> _INPUT FOR THIS TASK_
━━━━━━━━━━━━━━━━
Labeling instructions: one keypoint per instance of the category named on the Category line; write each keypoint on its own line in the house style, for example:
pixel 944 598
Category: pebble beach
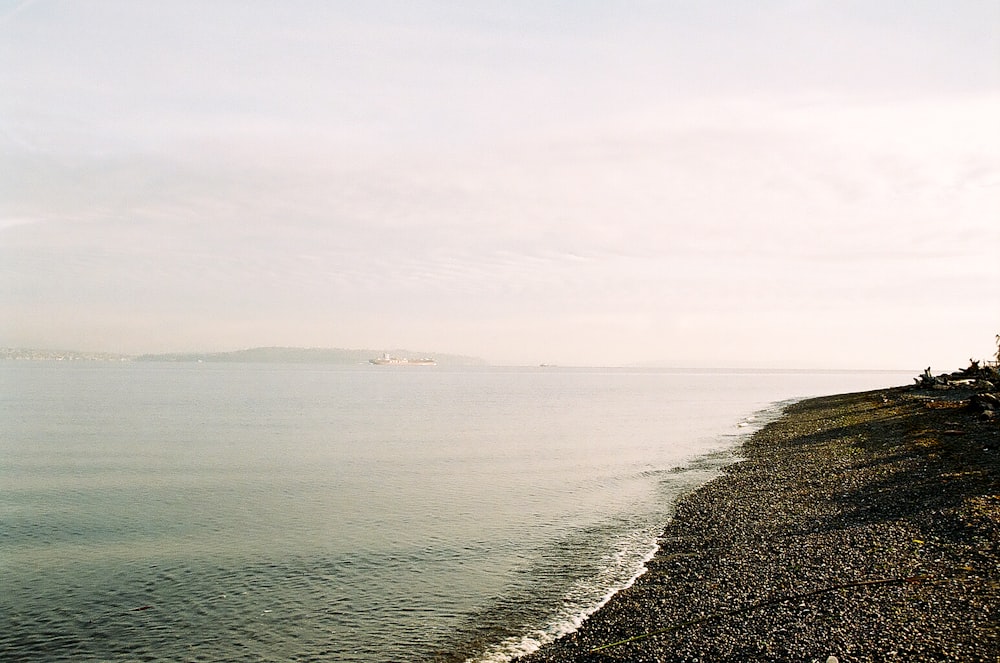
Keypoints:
━━━━━━━━━━━━━━━━
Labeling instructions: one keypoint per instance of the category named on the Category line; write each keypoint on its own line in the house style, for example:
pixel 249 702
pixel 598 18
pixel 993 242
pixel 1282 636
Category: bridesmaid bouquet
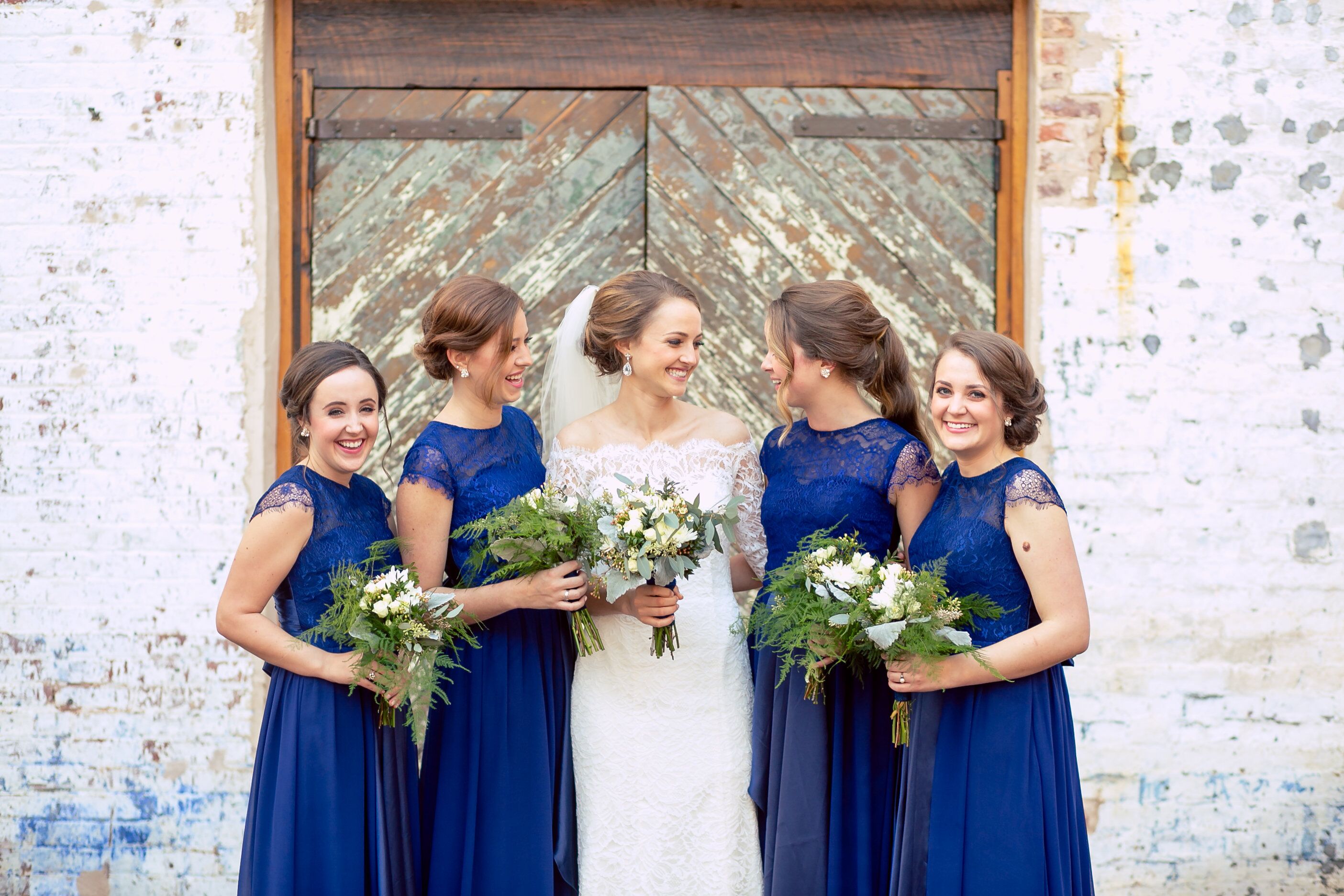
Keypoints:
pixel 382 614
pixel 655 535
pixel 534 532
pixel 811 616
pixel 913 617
━━━━━━━━━━━━━━━━
> _PROBLEM STATEMENT_
Each line in the data where the string "Category" occurs should be identified and copied.

> _ANSWER SPACE_
Labeling instructions: one keypoint per instance of the category named on the Category line; write each keypoint on its own line in the house style, for example:
Category: pebble beach
Labeling instructions: one keypoint per instance of the category named on the Category line; write each keypoint on its own line in the house style, for example:
Category: bridesmaid bouquet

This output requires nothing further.